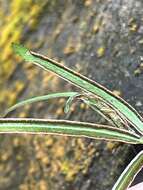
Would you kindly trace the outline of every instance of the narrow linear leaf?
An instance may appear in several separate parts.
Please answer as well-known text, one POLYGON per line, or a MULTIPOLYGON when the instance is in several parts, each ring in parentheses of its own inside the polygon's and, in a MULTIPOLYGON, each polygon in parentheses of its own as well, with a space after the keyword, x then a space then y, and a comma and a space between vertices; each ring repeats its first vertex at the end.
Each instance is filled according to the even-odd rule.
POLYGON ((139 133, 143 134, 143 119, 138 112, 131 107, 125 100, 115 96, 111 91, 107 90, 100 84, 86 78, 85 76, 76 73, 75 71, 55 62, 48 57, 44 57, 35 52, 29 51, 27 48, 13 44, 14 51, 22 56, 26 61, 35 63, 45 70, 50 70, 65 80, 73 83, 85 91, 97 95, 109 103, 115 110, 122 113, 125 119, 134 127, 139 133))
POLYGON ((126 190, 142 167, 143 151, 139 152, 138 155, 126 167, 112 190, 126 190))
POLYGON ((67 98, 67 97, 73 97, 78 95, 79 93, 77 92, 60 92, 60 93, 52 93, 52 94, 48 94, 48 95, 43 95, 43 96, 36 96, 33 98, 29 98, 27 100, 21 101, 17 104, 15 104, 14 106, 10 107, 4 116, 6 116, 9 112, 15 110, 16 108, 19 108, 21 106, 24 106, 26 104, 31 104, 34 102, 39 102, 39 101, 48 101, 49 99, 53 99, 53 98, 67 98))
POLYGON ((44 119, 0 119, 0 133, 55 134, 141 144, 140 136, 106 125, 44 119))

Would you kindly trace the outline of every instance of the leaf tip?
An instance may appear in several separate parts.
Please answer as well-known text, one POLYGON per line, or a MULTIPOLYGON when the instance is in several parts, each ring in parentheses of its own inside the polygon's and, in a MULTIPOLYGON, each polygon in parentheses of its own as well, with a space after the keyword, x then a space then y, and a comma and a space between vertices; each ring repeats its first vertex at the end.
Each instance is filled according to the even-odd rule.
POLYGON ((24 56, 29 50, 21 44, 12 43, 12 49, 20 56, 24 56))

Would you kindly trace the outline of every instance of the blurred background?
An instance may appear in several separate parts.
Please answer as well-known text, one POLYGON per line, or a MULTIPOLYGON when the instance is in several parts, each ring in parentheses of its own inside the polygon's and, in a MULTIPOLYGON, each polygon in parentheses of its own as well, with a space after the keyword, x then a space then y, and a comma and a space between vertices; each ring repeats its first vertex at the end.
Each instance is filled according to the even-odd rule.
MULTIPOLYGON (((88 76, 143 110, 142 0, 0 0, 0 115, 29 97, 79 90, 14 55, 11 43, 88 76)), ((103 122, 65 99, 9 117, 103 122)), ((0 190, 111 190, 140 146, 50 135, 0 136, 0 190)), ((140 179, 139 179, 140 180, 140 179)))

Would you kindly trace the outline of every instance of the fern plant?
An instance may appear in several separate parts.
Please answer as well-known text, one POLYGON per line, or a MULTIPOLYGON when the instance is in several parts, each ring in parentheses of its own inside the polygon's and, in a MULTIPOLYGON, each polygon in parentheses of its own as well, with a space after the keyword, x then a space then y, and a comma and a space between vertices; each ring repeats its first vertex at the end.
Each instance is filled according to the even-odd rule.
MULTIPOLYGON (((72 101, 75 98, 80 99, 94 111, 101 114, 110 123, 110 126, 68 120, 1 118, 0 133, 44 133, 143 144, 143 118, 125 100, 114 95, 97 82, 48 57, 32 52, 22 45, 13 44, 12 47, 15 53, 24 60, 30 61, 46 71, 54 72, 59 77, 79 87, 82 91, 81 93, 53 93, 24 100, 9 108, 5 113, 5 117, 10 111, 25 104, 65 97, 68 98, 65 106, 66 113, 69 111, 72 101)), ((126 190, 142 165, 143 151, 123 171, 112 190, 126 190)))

▬▬▬

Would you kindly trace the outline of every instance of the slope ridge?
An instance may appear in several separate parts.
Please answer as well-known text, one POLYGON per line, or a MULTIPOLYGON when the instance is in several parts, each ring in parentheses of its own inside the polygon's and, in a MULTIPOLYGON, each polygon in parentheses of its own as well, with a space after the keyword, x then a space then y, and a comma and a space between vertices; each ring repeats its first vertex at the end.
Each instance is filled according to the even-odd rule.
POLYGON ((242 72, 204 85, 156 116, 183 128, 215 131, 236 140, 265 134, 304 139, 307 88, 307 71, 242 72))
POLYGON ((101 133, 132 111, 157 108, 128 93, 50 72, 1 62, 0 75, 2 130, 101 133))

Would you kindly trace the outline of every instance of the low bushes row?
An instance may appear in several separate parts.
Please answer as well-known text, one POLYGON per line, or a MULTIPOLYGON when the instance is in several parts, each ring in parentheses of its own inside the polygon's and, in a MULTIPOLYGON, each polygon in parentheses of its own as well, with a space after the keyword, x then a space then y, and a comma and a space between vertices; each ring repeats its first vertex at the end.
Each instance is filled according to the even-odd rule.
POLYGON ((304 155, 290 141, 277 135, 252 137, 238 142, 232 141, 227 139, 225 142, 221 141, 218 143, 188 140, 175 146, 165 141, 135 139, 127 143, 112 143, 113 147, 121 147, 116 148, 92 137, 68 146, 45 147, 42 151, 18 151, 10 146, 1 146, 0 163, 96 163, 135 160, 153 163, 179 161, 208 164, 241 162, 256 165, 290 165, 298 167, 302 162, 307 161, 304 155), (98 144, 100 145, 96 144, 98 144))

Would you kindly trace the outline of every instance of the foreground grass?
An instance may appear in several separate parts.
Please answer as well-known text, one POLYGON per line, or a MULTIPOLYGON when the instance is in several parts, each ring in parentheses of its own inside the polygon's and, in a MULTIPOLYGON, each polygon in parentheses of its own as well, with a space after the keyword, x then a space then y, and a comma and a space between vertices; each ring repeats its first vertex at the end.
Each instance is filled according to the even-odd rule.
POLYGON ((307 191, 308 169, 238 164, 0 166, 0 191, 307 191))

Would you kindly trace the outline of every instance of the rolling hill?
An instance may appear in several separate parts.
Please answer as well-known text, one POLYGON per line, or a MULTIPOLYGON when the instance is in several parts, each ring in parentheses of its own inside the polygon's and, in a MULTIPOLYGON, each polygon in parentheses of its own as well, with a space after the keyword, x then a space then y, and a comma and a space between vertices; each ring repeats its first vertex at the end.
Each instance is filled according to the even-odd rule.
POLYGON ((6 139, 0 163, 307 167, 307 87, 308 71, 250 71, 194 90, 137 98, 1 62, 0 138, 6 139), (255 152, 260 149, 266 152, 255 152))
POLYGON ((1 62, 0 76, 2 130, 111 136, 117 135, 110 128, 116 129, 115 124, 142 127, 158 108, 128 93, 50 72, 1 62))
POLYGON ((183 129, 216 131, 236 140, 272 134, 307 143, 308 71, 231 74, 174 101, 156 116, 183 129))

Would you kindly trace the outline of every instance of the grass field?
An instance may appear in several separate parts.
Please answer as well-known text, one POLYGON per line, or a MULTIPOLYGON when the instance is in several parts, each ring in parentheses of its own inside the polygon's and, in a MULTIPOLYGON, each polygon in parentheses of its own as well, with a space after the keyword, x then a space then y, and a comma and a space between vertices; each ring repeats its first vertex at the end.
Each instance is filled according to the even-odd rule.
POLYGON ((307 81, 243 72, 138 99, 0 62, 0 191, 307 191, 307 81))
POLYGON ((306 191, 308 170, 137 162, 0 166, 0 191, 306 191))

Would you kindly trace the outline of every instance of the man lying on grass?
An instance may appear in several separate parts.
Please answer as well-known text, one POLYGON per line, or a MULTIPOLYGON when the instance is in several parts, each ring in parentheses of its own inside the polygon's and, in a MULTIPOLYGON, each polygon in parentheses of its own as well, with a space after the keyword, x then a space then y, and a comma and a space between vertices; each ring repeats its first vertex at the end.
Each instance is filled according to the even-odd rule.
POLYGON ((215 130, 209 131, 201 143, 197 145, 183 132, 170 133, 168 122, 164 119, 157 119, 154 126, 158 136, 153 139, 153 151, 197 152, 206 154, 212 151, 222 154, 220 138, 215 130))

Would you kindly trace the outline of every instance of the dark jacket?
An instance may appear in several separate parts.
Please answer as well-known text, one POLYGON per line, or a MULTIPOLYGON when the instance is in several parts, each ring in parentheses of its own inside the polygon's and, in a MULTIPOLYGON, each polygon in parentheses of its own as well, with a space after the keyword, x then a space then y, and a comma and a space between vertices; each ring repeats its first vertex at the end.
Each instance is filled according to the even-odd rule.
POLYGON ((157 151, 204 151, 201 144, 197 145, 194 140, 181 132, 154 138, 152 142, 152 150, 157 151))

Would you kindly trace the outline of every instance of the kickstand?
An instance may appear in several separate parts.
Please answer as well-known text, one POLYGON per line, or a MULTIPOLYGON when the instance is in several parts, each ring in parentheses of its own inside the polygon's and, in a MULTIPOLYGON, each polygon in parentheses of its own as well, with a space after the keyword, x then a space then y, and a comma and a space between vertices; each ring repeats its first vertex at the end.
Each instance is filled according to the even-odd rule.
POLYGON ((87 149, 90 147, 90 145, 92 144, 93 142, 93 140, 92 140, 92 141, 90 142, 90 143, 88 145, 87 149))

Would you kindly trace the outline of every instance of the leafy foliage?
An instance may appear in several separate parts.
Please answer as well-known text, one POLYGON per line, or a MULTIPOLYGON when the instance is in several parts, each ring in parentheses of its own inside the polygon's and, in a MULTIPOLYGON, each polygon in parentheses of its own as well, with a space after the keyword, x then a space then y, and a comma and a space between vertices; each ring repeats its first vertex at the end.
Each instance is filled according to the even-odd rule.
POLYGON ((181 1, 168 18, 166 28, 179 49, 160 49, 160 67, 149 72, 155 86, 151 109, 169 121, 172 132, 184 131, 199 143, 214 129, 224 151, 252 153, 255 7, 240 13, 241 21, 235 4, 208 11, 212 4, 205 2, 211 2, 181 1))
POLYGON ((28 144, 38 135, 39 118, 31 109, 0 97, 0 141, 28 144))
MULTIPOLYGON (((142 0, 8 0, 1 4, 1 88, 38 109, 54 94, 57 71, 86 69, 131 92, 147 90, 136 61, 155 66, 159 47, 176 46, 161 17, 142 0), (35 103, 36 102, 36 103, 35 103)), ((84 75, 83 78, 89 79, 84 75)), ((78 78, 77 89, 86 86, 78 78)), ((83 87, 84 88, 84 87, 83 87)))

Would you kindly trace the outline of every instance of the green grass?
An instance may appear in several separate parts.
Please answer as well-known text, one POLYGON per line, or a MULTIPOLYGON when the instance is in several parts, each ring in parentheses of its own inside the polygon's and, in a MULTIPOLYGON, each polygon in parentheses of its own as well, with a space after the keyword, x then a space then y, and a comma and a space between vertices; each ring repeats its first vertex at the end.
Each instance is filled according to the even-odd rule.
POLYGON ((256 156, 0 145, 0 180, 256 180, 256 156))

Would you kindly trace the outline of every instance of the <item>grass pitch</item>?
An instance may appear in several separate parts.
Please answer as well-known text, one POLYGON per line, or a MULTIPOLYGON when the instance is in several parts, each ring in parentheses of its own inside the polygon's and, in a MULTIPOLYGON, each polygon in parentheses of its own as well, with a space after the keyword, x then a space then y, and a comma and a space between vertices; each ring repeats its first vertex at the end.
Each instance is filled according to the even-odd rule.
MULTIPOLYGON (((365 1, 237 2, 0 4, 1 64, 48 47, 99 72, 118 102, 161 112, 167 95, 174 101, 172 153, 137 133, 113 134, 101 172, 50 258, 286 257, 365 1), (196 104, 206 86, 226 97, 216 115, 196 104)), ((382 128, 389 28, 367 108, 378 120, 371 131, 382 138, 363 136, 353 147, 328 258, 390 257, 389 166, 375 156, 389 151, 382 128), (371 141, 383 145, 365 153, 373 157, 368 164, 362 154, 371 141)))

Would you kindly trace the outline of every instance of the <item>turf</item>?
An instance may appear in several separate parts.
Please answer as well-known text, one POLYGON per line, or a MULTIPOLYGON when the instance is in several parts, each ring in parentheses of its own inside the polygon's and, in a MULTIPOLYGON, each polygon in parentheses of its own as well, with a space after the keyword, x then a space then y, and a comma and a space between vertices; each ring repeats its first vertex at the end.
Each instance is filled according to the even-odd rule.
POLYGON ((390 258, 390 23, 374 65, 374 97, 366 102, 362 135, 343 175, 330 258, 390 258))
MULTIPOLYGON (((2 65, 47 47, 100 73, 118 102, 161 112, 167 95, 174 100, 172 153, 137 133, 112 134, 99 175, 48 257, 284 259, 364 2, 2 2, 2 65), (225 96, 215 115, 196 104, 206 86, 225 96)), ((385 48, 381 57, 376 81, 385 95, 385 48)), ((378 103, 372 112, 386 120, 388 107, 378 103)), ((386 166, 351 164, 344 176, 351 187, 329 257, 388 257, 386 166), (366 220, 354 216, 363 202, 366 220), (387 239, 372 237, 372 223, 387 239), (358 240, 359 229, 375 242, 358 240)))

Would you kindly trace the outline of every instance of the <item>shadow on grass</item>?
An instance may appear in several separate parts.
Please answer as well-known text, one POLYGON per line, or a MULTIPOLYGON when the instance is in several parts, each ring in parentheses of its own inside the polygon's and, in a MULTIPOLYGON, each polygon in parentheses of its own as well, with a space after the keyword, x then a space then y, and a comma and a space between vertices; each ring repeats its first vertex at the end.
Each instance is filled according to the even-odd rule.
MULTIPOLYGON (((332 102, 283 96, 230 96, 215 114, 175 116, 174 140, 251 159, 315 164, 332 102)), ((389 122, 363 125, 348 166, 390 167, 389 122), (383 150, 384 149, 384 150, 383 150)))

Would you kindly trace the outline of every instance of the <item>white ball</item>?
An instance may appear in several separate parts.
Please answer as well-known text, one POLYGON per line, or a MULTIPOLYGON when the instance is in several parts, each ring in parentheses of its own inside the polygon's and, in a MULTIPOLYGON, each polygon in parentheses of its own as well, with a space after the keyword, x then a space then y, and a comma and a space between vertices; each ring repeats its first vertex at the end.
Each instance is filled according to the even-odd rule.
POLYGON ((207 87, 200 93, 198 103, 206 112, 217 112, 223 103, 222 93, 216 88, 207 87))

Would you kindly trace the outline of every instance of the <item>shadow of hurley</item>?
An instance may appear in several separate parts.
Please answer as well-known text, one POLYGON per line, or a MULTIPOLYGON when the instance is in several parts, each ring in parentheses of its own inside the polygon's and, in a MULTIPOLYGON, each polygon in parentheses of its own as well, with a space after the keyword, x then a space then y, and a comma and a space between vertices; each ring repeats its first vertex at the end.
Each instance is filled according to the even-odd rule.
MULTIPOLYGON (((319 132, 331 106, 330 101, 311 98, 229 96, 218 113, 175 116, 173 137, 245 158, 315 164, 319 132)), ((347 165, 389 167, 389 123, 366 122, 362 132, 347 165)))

▬▬▬

**TASK INSTRUCTIONS**: Rewrite the part that opens with the line containing "lying on grass?" and closes with the line containing "POLYGON ((215 130, 209", replacing "outline" with "contour" and changing nothing else.

**TASK OUTPUT**:
Would you kindly trace the contour of every instance of the man lying on grass?
An instance may appear in several separate parts.
Please answer as well-known text, one POLYGON per line, or a MULTIPOLYGON when the instance is in several parts, each ring in parentheses of its own inside the polygon's and, in a MULTIPOLYGON, each polygon in parentheses of its own as well, with a space after the keyword, x then a space then y, and a comma and a space between vertices; each ring repeats its first vertex at the end.
Each instance is filled according to the even-odd rule.
POLYGON ((215 130, 209 131, 201 143, 197 145, 183 132, 170 133, 168 122, 164 119, 157 119, 154 126, 158 136, 153 139, 153 151, 197 152, 206 154, 212 151, 222 154, 220 138, 215 130))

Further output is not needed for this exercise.